• _Your objective_
Copy the material from the line containing "Would you be able to indicate the suv" through its end, swapping "roof rack" for "cargo rack" and leaving everything else unchanged.

• _Material for the task_
§ §

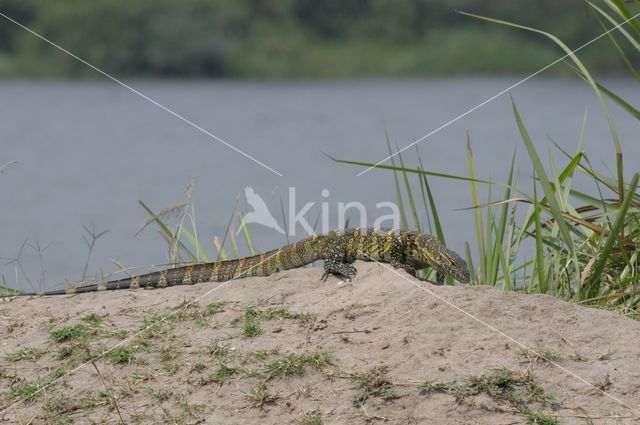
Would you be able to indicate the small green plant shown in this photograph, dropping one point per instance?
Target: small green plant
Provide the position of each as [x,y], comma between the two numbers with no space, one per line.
[217,349]
[312,420]
[516,389]
[27,353]
[295,364]
[541,355]
[373,383]
[251,329]
[92,319]
[259,396]
[121,355]
[70,333]
[221,374]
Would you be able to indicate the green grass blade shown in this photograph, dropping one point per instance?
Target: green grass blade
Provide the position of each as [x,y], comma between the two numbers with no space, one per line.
[475,198]
[407,186]
[412,170]
[403,214]
[592,286]
[246,235]
[167,232]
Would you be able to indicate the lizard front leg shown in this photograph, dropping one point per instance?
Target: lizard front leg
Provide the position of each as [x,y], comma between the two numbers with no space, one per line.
[406,267]
[336,262]
[345,270]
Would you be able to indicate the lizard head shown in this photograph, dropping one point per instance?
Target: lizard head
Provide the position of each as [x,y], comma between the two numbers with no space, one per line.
[427,251]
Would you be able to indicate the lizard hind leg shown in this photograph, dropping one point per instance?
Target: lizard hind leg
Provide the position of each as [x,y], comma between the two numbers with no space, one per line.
[339,268]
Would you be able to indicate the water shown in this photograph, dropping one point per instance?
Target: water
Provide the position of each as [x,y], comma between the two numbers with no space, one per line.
[88,151]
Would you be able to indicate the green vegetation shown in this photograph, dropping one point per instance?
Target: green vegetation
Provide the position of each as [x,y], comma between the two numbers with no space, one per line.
[70,333]
[373,383]
[295,364]
[284,39]
[517,389]
[584,242]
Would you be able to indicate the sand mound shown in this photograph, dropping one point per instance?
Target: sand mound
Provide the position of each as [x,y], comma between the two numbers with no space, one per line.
[291,349]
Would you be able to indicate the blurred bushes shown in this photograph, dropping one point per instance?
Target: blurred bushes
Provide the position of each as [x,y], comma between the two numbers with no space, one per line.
[281,38]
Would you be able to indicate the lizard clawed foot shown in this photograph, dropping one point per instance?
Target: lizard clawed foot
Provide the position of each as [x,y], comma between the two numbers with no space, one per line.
[344,271]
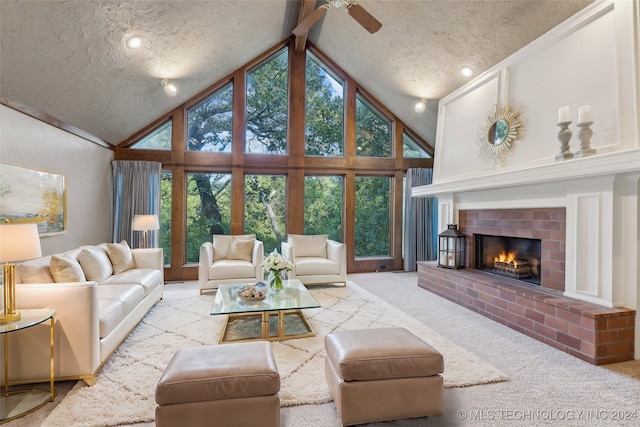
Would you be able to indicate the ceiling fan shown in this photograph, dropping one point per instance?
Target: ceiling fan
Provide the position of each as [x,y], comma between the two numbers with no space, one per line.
[354,10]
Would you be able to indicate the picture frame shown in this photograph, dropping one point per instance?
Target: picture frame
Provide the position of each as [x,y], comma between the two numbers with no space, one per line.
[33,196]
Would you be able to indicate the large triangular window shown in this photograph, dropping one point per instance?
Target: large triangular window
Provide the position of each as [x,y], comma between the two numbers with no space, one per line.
[211,121]
[324,112]
[267,106]
[158,139]
[373,131]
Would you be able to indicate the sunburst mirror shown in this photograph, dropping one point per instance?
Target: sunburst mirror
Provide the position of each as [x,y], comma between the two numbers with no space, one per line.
[497,132]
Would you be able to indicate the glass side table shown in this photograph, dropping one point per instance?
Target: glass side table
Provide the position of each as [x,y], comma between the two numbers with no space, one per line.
[16,403]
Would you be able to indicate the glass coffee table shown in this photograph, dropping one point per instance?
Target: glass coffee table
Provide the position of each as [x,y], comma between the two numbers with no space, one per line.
[277,317]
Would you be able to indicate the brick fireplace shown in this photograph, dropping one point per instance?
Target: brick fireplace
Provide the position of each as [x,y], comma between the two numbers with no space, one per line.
[594,333]
[585,213]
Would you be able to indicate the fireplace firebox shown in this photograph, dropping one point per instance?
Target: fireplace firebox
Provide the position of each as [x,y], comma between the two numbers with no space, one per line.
[514,257]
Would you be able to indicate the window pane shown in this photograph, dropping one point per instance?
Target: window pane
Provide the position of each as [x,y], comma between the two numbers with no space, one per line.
[267,94]
[411,149]
[372,216]
[165,215]
[323,206]
[264,209]
[210,122]
[373,131]
[324,114]
[159,139]
[208,209]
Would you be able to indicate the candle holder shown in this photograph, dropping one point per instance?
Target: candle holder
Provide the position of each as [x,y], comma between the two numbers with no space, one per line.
[564,135]
[584,135]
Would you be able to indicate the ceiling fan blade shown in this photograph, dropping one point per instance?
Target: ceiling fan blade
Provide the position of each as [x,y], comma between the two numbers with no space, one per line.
[363,17]
[308,22]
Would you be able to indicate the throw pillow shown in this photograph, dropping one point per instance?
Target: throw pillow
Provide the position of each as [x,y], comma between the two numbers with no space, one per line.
[34,271]
[120,256]
[309,245]
[241,249]
[65,269]
[95,264]
[222,244]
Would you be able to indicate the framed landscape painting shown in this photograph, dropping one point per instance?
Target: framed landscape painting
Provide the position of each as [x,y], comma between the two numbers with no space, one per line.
[33,197]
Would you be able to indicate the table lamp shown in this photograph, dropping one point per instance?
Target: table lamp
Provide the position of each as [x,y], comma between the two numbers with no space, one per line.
[18,242]
[145,223]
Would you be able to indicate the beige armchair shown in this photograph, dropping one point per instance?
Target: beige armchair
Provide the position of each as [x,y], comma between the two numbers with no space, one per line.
[316,259]
[230,259]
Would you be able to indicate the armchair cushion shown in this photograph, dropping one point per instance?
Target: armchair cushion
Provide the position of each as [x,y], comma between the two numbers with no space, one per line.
[314,266]
[241,249]
[312,245]
[222,244]
[65,269]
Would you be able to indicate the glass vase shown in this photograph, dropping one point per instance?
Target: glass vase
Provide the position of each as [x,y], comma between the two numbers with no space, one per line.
[276,279]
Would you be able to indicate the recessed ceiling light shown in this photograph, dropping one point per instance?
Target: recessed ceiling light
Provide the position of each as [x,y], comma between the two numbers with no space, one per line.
[421,105]
[134,42]
[466,71]
[169,88]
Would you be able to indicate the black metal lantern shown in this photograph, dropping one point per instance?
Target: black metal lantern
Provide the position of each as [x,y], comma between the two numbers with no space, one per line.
[451,247]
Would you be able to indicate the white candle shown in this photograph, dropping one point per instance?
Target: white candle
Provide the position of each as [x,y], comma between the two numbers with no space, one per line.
[563,114]
[584,114]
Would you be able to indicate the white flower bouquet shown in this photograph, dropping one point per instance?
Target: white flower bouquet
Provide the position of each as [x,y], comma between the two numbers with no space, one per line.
[275,264]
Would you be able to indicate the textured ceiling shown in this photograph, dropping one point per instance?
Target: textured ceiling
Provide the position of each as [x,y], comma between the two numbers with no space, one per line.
[67,59]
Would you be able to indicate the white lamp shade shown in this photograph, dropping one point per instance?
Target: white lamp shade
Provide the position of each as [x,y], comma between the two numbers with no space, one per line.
[146,222]
[19,242]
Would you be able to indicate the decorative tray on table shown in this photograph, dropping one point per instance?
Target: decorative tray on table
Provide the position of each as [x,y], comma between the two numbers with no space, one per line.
[251,293]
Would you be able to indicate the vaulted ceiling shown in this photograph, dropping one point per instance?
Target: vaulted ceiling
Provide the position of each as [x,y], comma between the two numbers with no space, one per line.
[66,60]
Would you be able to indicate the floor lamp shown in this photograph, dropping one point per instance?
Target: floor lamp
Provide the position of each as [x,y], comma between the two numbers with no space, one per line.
[18,242]
[145,223]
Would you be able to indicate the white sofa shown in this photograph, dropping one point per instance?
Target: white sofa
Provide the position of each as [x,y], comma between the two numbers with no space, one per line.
[230,259]
[93,317]
[316,259]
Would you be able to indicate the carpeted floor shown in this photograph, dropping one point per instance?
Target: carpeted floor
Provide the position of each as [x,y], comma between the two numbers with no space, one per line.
[546,387]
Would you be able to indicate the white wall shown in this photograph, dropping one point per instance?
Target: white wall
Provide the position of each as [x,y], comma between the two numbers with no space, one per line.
[591,59]
[31,143]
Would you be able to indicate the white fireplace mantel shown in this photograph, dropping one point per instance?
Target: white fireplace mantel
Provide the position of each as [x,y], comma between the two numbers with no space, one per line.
[599,165]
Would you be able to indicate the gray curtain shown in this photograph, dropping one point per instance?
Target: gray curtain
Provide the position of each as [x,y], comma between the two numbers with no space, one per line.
[136,191]
[420,221]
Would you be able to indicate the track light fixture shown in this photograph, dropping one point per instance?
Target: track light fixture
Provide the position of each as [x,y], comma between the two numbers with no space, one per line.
[169,88]
[421,105]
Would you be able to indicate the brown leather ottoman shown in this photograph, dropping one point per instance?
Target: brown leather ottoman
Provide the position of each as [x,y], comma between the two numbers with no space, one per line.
[226,385]
[383,374]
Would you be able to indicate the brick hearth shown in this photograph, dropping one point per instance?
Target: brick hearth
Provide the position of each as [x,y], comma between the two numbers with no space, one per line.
[594,333]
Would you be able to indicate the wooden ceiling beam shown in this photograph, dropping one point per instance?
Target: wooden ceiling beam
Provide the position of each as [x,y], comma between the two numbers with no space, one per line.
[306,7]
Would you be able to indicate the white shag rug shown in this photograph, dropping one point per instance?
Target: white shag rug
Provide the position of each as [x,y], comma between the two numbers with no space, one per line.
[125,388]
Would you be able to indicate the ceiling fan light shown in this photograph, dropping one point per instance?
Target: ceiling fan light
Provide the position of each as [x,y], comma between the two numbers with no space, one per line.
[134,42]
[169,88]
[421,105]
[466,71]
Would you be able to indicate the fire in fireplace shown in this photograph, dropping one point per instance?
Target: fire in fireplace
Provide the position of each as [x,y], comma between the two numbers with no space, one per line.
[514,257]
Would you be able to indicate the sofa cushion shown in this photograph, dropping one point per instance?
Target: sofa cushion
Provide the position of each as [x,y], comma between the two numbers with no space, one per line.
[65,269]
[34,271]
[148,278]
[312,245]
[314,266]
[114,303]
[95,264]
[241,249]
[231,269]
[120,256]
[222,244]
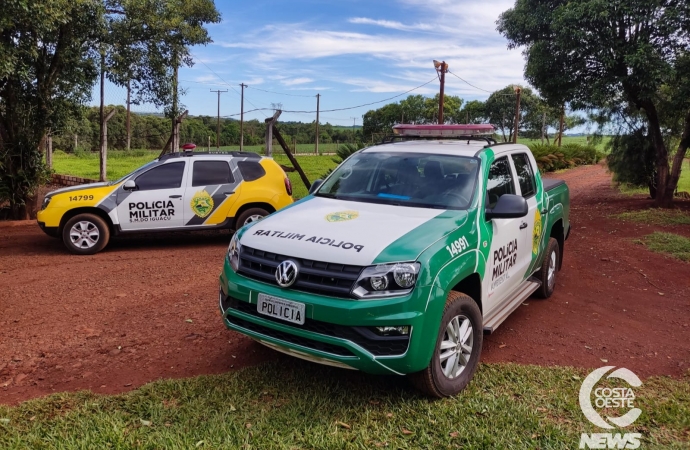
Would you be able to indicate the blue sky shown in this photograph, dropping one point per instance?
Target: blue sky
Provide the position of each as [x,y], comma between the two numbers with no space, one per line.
[351,52]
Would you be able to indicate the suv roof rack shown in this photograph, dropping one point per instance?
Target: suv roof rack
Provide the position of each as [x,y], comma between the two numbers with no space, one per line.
[403,132]
[397,138]
[236,154]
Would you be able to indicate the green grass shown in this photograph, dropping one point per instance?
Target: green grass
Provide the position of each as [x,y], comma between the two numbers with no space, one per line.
[668,243]
[298,405]
[656,216]
[120,163]
[683,183]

§ §

• _Solution to this problem_
Would you be able to indicate the suv cargo rack shown in this photograph, dropping one point per instance?
Target: suv cargo rack
Provide the position of each as [x,y], comma between the two numbers with no space, one per line.
[403,132]
[397,138]
[236,154]
Would you be able to indicate the green grass shown in this photograph, dropping one point per instance?
Target: green grass
Provide the position of each as [x,y], comma between the two numbers with no space, one per line.
[668,243]
[298,405]
[656,216]
[120,163]
[683,183]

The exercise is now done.